## CHALLENGES:
[1] In the Tokyo travel account, what did the writer's partner nickname the Asahi Beer Hall building?
[2] Write the next part of the Tokyo travel account, picking up right after its final sentence.

=== TEXT TO READ ===

From our new vantage point we saw one of the Japanese religious floats come by, surrounded by serious-looking men, and we start to point, and shoot the cameras. And yes, every mother has one.
Suddenly, one of the pallbearers caught sight of us, snapping away. All I can say is that his inner Naomi Campbell came out and he started to pose like this was a Mario Testino moment.
We thought it was hilarious. So did everyone else.
It is one of the many images I have to say thank you for.
He made us smile.
Yes, the Japanese have a sense of humor.
And people are the same wherever you go.
I liked this. I liked his impromptu reaction to the camera.
Sashay, Chantay, as Rupaul used to say!
When we turned the corner, and after not being much impressed by the Asahi Beer Hall building, or as my partner christened it, "The Booger Monument" or "Snot Tower", we turn a corner where we spend about an hour trying to capture the parade and the people of Tokyo in this festivity.
The police have closed off the street, and after the last group of people go by, and I have to say the story of the Samurai and the Fishermen was so well interpreted that even non-Japanese speaking people like ourselves understood the old tale about the fishermen who were assaulted by the Samurai (old Japanese Warrior Aristocracy) and lived to tell the tale when they kicked their Feudal asses somehow- we had an empty street all to ourselves.
But not before watching another group of people dressed in Western gear representing the opening of Japan by Commodore Perry in the middle of the XIX century.
Somehow, a few westerners have been roped in to participate and lend authenticity to the event. When I see this I begin to understand (well, not even understand, but rather start to ponder about) the effect that contact with the West had for this country.
One must not forget that Japan went from being a Medieval country in the middle of the century, to kicking the Imperial Russian Fleet's ass in 1905 in the Russo-Japanese War.
In less than 60 years. This is like native Americans going from being invaded in 1492 by Europeans to devastating the Spanish fleet with Airborne artillery in 60 years. Amazing does not cover it. And Japan is amazing.
Uniq-lo zebra crossing
After the parade ends with a group of all singing, all chanting children dressed as seafood and algae, or something, we stand outside the entrance to the Uniqlo store's gigantic zebra crossing to snap away. Crazy but effective.
We stay there for what seems like hours.
Eventually I get the feeling that old Japanese women try to bump into you once you have taken their photograph. Polite, but evil.
Asakusa
Afterwards we walk down the street which is empty. I spotted a Starbucks a while back, but as we walk down the street, going in seems like a waste of time. Too crowded.
Within 25 minutes, an eerie police car drives down slowly announcing from its speaker that the street will soon open up to traffic once more. Or so we think. We don't stick around to find out, and take the first side street we find.
We are hungry after all this culture, and need food. Sadly, the only restaurants which seem open happen to be Indian. And no, we didn't fly to Japan to have Indian food cooked in Tokyo. Snobbery? Perhaps. But it paid off.
Sensō-ji Temple (金龍山浅草寺)
We continue walking and eventually stumble upon the Temple's grounds. The whole of Asakusa is like a village, rather than Tokyo.
The scale of things is much smaller. We see more of the sky. It has a different feel. Life here suddenly turns slightly more traditional.
We see a barber shop (I think one of the few universal signs must be the barber's which is just a red-white-and-blue as it is here in the West. We also come across a second-hand camera store. We look in. All are film cameras. Nothing digital.

=== ENTRIES SHOWN ===

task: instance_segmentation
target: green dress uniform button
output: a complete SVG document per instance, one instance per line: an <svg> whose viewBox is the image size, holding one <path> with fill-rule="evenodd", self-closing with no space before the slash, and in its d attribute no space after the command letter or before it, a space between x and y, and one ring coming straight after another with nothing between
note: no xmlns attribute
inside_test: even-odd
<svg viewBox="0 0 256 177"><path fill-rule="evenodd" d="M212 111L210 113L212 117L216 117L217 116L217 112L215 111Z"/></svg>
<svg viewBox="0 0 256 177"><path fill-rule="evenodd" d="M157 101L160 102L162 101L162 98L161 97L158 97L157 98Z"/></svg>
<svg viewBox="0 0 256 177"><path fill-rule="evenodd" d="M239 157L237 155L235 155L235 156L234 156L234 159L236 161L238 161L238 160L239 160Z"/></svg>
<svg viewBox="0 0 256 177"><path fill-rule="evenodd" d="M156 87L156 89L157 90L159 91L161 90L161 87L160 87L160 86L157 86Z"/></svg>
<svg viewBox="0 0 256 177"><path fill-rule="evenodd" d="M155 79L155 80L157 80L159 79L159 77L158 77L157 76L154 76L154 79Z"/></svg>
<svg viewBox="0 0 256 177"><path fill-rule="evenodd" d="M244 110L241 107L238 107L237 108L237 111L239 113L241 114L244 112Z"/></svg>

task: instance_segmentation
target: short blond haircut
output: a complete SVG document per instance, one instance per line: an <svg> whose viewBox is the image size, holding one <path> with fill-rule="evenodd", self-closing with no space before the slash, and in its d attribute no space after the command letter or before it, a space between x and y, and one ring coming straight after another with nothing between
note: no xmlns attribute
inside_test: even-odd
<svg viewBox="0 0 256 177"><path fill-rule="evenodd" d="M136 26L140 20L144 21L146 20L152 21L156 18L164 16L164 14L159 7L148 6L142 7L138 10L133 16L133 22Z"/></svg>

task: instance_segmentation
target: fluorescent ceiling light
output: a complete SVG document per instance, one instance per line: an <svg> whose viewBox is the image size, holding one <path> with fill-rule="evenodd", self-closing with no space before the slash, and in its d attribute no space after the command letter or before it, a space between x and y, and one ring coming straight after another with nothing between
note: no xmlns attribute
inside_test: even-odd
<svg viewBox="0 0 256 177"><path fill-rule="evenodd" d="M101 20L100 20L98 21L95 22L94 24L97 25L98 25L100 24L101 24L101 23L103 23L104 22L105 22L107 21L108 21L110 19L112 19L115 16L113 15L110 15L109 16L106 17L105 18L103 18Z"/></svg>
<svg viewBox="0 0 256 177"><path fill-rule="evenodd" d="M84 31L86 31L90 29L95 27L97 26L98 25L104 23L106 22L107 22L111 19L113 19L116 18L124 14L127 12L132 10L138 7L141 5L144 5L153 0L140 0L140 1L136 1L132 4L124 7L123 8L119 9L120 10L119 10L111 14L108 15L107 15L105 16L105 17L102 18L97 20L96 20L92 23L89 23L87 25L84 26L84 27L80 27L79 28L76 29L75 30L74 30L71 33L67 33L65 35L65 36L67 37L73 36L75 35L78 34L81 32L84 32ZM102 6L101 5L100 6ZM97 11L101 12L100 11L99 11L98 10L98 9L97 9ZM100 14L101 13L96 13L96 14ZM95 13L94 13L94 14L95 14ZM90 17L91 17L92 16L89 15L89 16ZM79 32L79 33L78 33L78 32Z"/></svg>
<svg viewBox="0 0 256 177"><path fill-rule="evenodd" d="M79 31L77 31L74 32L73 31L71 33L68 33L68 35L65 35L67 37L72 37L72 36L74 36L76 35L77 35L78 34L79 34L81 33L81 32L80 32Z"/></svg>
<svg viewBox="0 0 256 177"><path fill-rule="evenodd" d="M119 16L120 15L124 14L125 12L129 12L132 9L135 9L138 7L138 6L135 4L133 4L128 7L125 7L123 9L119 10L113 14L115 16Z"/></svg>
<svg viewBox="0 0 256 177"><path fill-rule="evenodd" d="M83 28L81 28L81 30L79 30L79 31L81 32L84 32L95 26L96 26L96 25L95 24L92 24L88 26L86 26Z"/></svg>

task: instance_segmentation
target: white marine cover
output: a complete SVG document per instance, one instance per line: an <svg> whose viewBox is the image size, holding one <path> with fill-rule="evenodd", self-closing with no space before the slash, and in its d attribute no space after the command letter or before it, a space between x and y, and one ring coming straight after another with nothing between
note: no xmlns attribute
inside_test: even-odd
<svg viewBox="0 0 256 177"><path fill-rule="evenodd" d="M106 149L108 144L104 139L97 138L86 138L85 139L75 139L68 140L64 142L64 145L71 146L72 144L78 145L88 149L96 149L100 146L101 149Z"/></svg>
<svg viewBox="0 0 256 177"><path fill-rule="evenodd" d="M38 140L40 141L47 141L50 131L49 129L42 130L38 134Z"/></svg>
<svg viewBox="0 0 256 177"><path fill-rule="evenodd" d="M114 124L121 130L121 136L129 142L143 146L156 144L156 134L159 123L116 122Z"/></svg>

===

## ANSWERS BELOW:
[1] "The Booger Monument" or "Snot Tower."

[2]
Nevertheless, the cameras are beautiful to look at, mechanical and metallic. Nothing like the plasticky digital wonders hanging from our necks.
We visit the gigantic public restroom by one of the statues of Bhudda and then decide to stop and eat at a local restaurant.
Local Food
A line of people are waiting outside a dark store to buy sweet hot buns made from pumpkin. The minute I see them I am reminded of the Mexican pastry which looks identical to these: Conchas. The checkered sugary top is the same! I could not believe it.
So in we go, and the old lady running the place sits us next to a very unassuming Japanese lady wearing a business suit.
The place is slightly touristy, but not as we know it. It is touristy for Japanese tourists! All cultural references are garish, kitschy, but 100% for the Japanese market only. Black walls with old movie posters, old ads, old toys. I love it!
Everything in Japan is small to us because, generally, Japanese people are not as large as Westerners. The chairs are small, the table is small, the chopsticks are smaller, the cups and dishes. All.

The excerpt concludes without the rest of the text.